Copy exactly, and only, the lines from the line containing "Drop a pin on every instance of the dried" through the last line of the records below, both included.

(DATA IN THIS EXERCISE begins)

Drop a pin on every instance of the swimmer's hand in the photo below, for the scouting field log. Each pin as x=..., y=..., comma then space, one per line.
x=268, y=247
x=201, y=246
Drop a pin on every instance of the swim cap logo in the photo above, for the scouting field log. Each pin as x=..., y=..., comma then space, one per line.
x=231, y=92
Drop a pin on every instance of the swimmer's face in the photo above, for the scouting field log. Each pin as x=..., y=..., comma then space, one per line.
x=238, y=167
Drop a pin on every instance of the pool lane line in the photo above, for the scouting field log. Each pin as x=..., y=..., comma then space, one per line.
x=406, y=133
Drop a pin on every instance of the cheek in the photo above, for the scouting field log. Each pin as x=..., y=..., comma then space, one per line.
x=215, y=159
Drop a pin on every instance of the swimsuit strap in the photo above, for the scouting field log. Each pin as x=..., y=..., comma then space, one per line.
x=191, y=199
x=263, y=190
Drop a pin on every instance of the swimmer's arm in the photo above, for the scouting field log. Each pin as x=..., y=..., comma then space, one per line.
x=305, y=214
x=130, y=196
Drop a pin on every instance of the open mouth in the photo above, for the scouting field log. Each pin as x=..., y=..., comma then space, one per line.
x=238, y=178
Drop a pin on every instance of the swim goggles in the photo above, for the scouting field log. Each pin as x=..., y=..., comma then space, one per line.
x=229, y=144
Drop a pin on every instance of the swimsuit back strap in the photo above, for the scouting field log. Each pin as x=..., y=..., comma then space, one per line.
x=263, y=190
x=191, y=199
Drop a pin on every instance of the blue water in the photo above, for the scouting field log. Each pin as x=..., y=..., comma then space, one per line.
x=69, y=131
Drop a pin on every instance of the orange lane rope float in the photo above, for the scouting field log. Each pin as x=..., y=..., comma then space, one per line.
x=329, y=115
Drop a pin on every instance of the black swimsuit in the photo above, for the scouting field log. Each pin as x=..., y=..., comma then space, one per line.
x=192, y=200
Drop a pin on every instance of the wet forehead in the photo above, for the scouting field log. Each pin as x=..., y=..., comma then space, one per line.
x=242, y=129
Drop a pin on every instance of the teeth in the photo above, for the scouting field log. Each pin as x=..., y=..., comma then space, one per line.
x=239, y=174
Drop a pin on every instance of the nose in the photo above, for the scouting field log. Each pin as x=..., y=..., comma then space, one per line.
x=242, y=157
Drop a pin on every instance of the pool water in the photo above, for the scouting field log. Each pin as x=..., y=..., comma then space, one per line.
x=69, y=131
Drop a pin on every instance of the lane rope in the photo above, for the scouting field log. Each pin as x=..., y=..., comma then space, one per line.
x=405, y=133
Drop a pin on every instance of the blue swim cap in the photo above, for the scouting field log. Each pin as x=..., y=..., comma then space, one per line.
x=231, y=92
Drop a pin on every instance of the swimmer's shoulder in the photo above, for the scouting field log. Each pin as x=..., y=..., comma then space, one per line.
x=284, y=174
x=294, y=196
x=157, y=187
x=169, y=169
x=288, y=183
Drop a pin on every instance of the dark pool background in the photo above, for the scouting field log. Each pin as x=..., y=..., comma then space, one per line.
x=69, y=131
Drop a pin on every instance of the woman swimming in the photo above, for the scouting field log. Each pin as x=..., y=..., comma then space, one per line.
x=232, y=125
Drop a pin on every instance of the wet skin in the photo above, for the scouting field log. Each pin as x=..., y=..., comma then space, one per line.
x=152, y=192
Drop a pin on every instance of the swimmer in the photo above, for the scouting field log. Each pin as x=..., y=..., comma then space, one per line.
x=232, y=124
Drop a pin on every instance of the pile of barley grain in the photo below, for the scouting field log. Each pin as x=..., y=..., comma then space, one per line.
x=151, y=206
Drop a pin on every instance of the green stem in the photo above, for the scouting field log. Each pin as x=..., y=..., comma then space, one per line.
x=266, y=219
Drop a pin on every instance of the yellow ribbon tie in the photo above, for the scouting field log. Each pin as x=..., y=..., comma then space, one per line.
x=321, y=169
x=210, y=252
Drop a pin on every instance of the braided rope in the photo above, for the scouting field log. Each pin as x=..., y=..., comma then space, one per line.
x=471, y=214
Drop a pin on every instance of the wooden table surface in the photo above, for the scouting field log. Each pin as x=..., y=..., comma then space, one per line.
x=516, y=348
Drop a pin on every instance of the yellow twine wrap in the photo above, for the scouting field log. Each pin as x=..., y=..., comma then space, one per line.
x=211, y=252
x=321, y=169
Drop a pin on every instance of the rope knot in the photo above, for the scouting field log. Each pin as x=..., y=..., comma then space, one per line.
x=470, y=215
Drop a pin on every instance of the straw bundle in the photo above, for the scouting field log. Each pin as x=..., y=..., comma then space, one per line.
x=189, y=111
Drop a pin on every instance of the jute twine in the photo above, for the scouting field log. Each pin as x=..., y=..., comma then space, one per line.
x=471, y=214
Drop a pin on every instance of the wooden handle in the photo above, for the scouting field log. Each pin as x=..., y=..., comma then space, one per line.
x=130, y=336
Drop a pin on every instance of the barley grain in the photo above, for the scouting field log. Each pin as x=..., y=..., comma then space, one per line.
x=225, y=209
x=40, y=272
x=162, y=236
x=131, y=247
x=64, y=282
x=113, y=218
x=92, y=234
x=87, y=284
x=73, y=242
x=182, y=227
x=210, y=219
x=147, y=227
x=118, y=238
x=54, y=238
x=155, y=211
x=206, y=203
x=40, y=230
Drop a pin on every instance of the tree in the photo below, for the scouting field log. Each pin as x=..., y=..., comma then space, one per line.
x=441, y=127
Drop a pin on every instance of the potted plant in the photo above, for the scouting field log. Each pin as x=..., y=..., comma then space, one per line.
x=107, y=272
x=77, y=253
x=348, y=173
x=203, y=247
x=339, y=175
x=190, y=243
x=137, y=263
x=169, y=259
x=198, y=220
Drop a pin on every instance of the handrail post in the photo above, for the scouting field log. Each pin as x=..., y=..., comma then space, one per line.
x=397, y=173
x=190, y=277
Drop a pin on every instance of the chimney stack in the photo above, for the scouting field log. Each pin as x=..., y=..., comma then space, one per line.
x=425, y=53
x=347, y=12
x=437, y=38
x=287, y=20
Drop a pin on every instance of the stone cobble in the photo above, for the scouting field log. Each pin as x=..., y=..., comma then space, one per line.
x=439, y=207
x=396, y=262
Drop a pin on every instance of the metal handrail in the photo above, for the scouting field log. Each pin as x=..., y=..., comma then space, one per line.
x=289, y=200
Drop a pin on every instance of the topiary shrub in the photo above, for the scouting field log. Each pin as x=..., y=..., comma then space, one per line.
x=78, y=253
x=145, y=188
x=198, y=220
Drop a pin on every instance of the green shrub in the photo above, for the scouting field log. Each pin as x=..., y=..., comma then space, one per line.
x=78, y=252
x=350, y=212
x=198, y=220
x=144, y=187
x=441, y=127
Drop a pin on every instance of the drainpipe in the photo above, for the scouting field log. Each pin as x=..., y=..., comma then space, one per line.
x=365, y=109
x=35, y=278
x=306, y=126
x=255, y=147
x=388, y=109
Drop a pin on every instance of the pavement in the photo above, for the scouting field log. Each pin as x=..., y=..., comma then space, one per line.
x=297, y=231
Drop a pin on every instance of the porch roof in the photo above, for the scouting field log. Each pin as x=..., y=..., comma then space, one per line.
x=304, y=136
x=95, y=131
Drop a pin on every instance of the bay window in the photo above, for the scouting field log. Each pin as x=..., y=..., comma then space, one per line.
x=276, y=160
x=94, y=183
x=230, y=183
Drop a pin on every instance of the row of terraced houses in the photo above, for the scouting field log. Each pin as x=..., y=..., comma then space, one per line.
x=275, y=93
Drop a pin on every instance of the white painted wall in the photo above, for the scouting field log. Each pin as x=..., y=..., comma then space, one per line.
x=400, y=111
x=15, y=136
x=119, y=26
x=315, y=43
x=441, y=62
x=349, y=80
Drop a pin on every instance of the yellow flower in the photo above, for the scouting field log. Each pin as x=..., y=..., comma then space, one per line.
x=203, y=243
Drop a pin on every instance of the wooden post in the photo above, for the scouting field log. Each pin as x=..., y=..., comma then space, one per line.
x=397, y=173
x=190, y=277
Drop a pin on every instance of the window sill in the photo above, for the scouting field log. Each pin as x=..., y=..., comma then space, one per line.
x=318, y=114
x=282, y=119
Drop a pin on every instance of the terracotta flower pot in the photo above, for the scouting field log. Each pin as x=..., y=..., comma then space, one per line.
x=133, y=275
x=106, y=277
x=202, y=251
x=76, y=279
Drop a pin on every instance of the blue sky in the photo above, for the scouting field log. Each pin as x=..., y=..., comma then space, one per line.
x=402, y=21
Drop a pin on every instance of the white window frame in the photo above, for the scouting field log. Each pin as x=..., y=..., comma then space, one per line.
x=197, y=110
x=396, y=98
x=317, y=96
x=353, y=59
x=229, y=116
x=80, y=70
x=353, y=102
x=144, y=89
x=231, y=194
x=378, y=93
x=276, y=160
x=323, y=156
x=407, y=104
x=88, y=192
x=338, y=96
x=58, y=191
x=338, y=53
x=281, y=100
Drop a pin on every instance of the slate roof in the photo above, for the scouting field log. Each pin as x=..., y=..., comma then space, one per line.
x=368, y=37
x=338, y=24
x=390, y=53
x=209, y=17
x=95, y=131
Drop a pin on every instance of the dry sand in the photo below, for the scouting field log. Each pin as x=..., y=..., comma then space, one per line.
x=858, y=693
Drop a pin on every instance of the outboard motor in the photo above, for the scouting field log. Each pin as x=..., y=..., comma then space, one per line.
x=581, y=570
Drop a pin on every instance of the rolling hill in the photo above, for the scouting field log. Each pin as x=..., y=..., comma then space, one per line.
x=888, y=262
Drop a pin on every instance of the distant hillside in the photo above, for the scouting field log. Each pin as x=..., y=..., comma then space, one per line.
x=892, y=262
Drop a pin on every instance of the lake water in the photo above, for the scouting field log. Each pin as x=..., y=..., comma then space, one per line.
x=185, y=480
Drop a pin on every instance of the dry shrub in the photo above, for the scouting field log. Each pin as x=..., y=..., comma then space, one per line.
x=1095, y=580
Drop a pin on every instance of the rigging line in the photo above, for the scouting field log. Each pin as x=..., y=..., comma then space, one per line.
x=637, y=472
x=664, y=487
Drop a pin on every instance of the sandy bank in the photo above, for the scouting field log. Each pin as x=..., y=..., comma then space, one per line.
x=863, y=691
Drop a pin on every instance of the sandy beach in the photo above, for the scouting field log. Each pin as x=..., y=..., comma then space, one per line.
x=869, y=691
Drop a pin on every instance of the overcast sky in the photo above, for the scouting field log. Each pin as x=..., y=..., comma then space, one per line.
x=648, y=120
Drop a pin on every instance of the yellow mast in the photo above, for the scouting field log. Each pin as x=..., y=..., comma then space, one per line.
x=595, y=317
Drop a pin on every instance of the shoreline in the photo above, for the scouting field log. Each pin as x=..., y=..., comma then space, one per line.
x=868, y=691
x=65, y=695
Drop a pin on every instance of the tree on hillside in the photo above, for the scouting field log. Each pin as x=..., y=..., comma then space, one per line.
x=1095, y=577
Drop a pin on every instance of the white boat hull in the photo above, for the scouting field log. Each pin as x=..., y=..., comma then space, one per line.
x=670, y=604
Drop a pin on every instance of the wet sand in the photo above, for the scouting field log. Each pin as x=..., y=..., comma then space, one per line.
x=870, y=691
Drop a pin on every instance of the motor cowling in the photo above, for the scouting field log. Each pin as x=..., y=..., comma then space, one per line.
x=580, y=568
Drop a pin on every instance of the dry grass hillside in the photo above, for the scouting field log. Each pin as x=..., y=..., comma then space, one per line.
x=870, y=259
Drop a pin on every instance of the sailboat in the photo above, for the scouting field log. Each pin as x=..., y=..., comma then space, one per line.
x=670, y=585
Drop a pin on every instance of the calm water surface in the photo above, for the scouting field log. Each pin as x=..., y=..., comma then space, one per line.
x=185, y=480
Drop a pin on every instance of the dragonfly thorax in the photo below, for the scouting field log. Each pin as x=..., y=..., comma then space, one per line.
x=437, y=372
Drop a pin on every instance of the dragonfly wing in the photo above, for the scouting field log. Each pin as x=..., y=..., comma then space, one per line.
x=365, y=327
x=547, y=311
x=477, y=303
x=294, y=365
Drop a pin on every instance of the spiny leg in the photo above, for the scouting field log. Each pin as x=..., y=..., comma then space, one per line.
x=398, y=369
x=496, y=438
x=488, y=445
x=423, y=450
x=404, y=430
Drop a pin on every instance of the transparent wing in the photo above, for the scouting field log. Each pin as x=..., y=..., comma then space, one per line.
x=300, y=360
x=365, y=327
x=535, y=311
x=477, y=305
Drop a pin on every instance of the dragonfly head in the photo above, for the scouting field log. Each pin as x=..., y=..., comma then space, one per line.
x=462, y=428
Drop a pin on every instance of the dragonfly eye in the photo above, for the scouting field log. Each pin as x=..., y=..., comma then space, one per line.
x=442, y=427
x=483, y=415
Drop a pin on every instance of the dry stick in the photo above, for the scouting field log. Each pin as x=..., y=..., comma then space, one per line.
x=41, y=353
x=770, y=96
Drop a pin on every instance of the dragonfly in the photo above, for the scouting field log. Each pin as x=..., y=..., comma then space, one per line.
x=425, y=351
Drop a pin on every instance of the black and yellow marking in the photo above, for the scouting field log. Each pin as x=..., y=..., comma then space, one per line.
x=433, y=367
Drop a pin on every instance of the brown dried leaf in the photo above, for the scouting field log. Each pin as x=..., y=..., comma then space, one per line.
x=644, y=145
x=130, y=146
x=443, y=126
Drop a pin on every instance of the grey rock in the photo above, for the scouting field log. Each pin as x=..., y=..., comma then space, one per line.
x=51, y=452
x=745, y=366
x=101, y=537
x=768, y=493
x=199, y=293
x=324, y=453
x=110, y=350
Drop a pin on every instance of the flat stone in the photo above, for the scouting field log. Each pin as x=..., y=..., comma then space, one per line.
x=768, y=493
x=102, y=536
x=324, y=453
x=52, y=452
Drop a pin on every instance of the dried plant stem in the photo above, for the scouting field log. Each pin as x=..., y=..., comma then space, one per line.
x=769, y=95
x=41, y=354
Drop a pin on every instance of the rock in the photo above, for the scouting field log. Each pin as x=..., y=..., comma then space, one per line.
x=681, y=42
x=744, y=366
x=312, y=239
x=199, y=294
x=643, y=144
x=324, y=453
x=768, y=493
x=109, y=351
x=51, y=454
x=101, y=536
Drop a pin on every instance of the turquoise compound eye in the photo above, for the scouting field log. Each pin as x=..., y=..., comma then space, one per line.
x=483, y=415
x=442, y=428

(DATA IN THIS EXERCISE ends)

PROBLEM SOLUTION ->
Drop a pin on every instance of the dried plant stem in the photo above, for the scouting field log. Each pin as x=..., y=..., comma then space, one per line.
x=769, y=95
x=41, y=354
Drop a pin on every instance of the rock in the photo above, for the scouting field log. Each pin as x=..., y=..., comma then space, one per line.
x=681, y=42
x=744, y=366
x=312, y=239
x=199, y=294
x=643, y=144
x=324, y=453
x=768, y=493
x=109, y=351
x=51, y=454
x=101, y=536
Drop a pin on every instance of the turquoise compound eye in the photo above, for the scouting field log. Each pin as x=..., y=..., comma then space, one per line.
x=483, y=415
x=442, y=428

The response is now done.